ACTIVITY LIST |
1. From the article about martial arts teacher Curt McCauley below, list every place named.
2. Carry on the article about Curt McCauley below, starting right after its last paragraph.

Curt McCauley lives the adage, “what doesn’t kill you makes you stronger.” The 75-year-old seventh degree black belt and teacher is once again on the mend: He is recently back home in Shelter Bay following 12 days at the University of Washington hospital in Seattle for pneumonia. In his 34 years of practicing and teaching the Korean martial arts Soo Bahk Do Moo Duk Kwan, he has probably voiced that sentiment in class.

Reflecting on his avocation last September, McCauley quoted his mentor: “we do [more] martial and not enough art.” The teaching and the art of his practice may be keeping McCauley going as much as his doctors and the devices they have installed.

He is grateful for the medical technology. In May 2017 he “had massive surgery” with a left ventricle assist device, “basically a fuel pump for a Mercedes Benz attached to the bottom of my heart,” he recounted. He said he had to learn to walk again.

But the commitment of his martial arts peers have also kept him alive. Recalling gaining his sixth degree black belt with eight or nine others and the several day ordeal, he said, “It is about hardship but it is not all about groveling, nasty people. It is all about love, actually.” McCauley was just out of the hospital for that test, too.

He had been on the sidelines, watching, for a week, too weak to get up. He said “it was pretty magical,” that he couldn’t get up from a meditation and “got help from guys to my right and left.” Soon, he said, he could stand up on his own. “I don’t know if I was sucking their energy,” but somehow he gained physical strength. For one demonstration, someone said “we got to get McCauley in here. He’s part of the group,” McCauley recalled, and his response: “‘Are you crazy?’ But I showed what I could do while they created the movement around me. I was so excited I could be a part of it.”

DATA EXTRACT |
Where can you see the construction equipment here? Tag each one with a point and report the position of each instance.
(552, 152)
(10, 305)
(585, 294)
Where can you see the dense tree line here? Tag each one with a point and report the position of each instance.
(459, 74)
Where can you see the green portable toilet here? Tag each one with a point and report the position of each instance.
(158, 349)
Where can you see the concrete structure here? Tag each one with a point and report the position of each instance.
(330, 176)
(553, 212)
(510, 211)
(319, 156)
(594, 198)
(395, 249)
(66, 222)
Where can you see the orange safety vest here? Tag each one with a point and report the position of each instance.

---

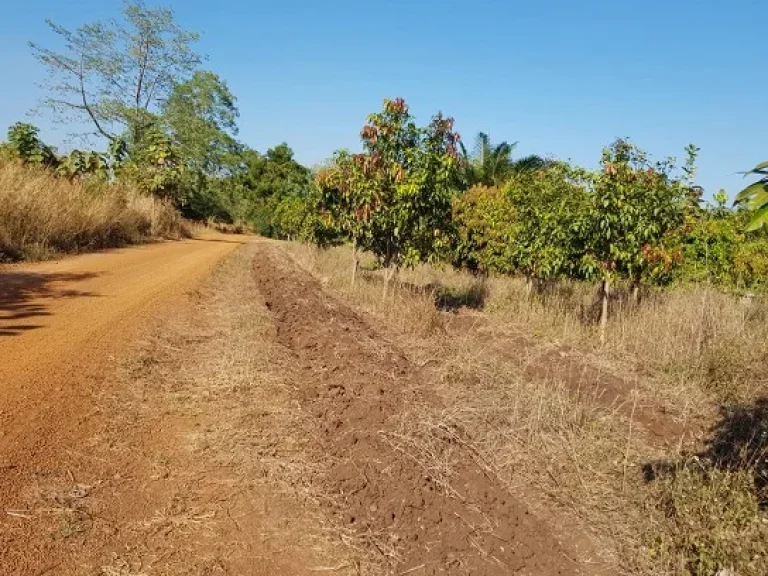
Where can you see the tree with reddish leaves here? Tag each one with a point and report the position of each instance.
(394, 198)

==

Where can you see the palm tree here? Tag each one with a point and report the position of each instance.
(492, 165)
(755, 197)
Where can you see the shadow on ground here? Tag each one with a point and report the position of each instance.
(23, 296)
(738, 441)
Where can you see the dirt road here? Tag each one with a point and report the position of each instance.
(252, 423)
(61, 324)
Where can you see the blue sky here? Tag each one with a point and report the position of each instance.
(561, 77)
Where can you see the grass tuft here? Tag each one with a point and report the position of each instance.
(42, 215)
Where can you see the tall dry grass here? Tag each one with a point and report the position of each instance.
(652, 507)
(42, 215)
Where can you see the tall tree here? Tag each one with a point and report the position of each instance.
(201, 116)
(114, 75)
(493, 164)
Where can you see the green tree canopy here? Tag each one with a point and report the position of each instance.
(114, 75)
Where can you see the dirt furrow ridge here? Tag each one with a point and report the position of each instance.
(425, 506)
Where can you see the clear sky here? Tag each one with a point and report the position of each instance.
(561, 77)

SET OF ANSWERS |
1. Shelter Bay, the University of Washington hospital, Seattle

2.
He held up both hands and showed seven fingers: “In February I got an email. I had passed the seventh degree.”

In August the seventh-degree belt was given to him in a surprise ceremony in Anacortes, where students of his, a husband and wife team, have a studio.

Showing a photo of the day, he said “I couldn’t have done it without all of them, the energy and encouragement – and the lady in the pink,” pointing to his wife, “Gretchen.”

He thought back on his years of teaching. Many in town remember the martial arts school he ran in Sam Cram’s barn, east of Maple Avenue off the lane that extends from Caledonia.. “It was 24, 25 years of teaching here. You lose count after a while,” McCauley reflected. He closed it around 2016.

His role now is advising. “I am the teacher of the grand teachers.” He is proud of the achievements of his students, some of whom are teaching in Anacortes, Burlington and Sedro-Woolley, also.

Undoubtedly true: Curt McCauley is still kicking, and teaching, after all these years.